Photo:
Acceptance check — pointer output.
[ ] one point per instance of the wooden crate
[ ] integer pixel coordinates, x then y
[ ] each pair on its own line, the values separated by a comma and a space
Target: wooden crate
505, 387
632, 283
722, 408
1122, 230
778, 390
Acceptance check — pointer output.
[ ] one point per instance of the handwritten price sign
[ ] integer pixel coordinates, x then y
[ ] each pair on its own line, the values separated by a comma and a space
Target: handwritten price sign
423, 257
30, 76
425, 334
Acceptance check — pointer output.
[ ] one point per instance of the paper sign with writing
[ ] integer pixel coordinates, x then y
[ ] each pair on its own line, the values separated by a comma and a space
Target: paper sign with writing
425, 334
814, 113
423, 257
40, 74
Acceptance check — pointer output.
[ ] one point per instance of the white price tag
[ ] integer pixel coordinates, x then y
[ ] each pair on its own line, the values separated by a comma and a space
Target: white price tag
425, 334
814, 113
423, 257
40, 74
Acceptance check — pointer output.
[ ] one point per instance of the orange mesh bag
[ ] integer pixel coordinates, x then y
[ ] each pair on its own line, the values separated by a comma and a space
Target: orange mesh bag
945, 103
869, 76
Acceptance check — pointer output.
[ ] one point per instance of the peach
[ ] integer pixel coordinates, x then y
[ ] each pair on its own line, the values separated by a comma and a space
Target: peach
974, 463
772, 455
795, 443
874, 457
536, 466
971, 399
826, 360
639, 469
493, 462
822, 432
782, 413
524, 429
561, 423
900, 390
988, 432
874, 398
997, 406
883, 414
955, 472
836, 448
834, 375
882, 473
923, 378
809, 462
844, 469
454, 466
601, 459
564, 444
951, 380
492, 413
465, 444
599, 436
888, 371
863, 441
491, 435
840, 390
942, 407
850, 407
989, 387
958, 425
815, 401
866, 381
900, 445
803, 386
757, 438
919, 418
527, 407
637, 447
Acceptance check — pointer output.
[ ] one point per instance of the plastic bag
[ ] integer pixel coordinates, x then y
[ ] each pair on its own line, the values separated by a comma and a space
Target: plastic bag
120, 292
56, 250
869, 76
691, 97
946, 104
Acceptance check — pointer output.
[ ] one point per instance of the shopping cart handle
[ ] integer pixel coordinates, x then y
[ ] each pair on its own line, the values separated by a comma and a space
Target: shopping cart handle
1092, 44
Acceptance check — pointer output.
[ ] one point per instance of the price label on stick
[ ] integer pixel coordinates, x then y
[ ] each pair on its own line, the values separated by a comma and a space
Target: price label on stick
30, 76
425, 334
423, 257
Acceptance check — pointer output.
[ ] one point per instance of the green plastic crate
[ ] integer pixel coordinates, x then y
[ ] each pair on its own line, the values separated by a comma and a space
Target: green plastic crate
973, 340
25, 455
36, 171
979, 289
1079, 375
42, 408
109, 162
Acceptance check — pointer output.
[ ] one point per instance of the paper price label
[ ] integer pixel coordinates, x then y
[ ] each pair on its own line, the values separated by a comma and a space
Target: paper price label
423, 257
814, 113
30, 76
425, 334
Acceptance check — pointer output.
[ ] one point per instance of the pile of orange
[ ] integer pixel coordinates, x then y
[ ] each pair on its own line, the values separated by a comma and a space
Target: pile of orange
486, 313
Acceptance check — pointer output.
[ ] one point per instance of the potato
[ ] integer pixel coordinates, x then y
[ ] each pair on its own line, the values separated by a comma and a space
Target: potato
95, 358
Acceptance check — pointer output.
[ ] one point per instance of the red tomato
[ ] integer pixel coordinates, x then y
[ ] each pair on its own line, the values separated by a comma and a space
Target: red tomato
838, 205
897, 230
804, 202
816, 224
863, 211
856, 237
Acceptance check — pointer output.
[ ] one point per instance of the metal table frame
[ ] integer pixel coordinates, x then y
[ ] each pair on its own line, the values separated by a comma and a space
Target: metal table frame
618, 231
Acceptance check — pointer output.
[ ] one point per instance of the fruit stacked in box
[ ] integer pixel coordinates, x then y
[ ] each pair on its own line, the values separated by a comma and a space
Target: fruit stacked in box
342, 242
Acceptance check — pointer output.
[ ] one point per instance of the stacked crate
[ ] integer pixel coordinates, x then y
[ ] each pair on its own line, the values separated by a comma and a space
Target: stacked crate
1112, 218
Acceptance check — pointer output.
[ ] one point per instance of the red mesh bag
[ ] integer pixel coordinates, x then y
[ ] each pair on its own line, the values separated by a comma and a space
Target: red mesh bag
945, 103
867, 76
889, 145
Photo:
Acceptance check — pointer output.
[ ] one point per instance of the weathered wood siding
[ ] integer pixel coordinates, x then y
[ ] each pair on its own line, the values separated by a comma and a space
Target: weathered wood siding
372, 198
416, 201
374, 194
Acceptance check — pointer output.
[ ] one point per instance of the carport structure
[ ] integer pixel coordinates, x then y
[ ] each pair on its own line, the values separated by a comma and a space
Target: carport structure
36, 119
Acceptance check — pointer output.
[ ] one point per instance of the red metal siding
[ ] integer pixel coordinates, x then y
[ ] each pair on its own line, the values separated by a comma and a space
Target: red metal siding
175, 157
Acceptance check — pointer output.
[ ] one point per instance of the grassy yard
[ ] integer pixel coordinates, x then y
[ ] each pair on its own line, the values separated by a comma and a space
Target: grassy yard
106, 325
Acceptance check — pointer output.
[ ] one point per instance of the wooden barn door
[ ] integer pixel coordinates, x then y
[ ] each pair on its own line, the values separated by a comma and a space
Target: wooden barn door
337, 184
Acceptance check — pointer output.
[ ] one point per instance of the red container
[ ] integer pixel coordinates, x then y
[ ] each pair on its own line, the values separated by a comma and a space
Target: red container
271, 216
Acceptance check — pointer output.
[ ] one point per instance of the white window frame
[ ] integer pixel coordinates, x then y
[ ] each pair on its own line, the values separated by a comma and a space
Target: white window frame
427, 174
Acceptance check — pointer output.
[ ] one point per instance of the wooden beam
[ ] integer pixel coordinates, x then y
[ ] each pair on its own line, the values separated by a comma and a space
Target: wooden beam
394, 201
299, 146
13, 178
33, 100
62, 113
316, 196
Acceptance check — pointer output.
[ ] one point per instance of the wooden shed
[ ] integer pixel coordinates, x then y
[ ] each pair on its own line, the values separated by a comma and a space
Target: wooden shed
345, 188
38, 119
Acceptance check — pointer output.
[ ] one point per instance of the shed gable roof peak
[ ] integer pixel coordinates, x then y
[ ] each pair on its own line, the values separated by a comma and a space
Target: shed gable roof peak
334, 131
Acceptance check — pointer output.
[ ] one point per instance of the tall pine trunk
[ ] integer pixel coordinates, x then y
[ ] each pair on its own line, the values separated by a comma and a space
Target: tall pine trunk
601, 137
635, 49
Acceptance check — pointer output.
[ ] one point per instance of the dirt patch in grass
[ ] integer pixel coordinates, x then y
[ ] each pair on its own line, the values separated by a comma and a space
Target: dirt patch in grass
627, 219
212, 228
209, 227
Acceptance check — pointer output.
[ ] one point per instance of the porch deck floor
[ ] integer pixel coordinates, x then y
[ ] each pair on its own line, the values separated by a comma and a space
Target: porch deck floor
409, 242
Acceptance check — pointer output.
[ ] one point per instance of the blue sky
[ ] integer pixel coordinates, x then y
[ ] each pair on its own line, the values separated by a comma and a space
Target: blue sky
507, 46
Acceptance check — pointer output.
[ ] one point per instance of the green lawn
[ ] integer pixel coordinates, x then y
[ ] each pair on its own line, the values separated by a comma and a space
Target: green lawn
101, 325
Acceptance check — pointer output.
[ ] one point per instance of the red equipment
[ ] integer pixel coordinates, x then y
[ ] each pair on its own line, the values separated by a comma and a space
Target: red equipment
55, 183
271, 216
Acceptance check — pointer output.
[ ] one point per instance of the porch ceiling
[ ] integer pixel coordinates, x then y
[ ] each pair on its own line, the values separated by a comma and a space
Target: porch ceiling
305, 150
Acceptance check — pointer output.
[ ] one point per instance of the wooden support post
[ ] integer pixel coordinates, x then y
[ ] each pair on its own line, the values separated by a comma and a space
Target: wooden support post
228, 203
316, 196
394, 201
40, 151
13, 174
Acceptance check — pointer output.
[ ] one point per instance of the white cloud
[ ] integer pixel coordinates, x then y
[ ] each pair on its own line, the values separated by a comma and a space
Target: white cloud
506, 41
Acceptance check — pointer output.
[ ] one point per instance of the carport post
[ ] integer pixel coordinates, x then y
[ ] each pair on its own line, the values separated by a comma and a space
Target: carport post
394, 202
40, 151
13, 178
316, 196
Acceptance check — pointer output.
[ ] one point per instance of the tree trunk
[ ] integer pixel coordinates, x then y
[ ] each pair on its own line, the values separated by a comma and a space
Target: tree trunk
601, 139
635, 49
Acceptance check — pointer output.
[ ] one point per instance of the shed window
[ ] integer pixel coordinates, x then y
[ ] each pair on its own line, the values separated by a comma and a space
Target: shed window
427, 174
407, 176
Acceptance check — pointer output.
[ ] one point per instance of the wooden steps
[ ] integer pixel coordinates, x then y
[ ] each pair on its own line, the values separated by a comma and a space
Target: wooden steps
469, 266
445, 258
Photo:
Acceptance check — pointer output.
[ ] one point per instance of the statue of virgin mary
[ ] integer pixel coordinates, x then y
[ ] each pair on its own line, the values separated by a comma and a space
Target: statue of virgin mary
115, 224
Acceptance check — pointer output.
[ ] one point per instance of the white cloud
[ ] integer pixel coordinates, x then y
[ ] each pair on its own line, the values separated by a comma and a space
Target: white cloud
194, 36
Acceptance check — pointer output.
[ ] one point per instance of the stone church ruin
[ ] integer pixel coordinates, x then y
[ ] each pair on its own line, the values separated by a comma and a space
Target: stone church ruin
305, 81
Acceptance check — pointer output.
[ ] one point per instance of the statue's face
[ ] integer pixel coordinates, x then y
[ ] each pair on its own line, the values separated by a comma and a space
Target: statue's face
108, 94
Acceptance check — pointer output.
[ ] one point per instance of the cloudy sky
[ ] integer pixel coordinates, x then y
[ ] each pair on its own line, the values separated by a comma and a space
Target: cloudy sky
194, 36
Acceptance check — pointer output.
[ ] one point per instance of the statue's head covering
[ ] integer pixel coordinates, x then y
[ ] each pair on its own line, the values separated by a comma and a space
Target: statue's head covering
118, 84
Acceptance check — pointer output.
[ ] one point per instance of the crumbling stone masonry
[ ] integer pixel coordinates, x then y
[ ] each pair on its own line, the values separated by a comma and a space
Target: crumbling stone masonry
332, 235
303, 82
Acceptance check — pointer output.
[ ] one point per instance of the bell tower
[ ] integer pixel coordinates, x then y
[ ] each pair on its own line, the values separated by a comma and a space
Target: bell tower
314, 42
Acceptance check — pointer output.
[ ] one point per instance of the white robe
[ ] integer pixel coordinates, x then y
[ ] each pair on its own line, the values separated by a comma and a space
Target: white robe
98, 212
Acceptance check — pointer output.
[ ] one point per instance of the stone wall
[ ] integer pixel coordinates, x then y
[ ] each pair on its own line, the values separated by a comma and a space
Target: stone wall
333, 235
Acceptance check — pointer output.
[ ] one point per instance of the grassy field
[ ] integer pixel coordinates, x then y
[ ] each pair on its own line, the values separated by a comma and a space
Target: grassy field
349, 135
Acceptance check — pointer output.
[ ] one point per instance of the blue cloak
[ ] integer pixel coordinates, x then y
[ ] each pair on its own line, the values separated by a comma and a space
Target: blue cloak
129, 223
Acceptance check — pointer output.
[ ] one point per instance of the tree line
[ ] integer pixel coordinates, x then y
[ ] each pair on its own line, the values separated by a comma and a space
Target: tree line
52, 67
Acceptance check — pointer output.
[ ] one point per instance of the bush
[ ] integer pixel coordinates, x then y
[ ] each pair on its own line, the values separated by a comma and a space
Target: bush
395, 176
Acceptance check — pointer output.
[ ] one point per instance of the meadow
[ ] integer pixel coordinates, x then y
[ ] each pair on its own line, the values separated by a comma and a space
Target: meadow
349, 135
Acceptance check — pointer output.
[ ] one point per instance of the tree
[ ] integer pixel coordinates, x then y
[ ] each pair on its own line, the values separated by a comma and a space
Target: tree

┄┄┄┄┄┄┄┄┄┄

REQUEST:
Which lines in the records above contain the string "handle", with case counting? Pick out each of them and copy it in full.

COMPLETED TASK:
[ ] one point per instance of the shopping cart handle
Target: shopping cart handle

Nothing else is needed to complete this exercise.